◆ WORK REQUIRED ◆
Scale the part of the listing that opens with the line containing "The function indicates a point for each instance of the side" and closes with the end of the listing, writing out every line of it again, requests included. Multiply each x and y coordinate in the answers by 0.75 and round to whole numbers (halves round up), and give only that part.

* begin *

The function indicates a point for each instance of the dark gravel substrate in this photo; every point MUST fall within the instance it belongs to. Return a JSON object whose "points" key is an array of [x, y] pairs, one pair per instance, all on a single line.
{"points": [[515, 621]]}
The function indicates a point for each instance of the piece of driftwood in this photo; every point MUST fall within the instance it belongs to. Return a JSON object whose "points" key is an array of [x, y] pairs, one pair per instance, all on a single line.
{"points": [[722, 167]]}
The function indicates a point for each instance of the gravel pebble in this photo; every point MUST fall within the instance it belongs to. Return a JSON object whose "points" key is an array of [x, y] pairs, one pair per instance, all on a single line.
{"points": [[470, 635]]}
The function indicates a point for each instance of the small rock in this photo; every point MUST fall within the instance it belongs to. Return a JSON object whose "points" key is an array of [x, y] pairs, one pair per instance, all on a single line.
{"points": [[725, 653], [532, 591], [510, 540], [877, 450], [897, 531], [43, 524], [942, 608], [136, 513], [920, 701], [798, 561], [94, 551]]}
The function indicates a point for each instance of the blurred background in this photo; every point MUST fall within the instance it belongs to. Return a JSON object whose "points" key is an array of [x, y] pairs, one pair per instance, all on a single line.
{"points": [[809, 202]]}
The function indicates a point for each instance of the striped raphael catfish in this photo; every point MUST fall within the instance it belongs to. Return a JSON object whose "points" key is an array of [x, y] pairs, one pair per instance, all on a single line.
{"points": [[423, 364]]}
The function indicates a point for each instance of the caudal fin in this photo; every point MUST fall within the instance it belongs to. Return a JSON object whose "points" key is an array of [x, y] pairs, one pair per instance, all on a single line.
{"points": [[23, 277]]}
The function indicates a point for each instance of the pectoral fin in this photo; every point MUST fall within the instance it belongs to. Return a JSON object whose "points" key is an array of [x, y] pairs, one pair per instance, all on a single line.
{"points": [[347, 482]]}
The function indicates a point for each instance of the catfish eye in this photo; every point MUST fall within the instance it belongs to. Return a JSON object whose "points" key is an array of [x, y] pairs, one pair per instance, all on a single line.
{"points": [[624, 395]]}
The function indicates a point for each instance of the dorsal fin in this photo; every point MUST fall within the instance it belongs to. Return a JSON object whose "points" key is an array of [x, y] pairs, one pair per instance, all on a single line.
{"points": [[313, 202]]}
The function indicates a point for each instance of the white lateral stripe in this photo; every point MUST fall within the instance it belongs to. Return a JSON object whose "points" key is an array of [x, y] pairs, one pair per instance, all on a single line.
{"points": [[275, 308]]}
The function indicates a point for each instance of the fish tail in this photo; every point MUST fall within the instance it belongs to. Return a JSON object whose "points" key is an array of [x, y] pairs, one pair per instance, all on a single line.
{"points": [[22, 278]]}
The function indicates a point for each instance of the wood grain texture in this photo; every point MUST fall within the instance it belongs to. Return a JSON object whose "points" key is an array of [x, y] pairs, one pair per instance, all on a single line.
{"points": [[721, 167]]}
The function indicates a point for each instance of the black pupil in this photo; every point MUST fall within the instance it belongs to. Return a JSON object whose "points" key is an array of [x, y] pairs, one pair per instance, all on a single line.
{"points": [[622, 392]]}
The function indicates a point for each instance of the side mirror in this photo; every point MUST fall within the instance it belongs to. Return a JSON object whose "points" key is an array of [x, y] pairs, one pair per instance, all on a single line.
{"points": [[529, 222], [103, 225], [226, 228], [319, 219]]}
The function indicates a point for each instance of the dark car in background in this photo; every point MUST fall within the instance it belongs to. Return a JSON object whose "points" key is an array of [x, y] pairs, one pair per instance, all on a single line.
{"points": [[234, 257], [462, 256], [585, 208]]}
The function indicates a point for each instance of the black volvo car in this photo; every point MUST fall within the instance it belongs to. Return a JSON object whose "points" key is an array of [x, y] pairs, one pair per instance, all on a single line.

* end *

◆ EXPECTED ANSWER ◆
The function indicates a point for each instance of the side mirror in this photo; every point MUST fall within the instance it belongs to. Return a JSON object whose "points" key is an array of [x, y] pairs, one pair per instance, all on a single line.
{"points": [[397, 167], [77, 169], [170, 171], [239, 164]]}
The function indicates a point for each instance of the dark car in background in this photo; every point MUST fall within the instance it belongs to. Return a JSON object whose "points" key is an array of [x, y] pairs, one pair per instance, all on a single line.
{"points": [[176, 193], [347, 192], [439, 156]]}
The function indicates a point for each instance of the black volvo car in this photo; every point MUST fall within the instance it belongs to. Return a JSON object whose "points" key is an array of [x, y] pairs, one pair per instance, all on a single line.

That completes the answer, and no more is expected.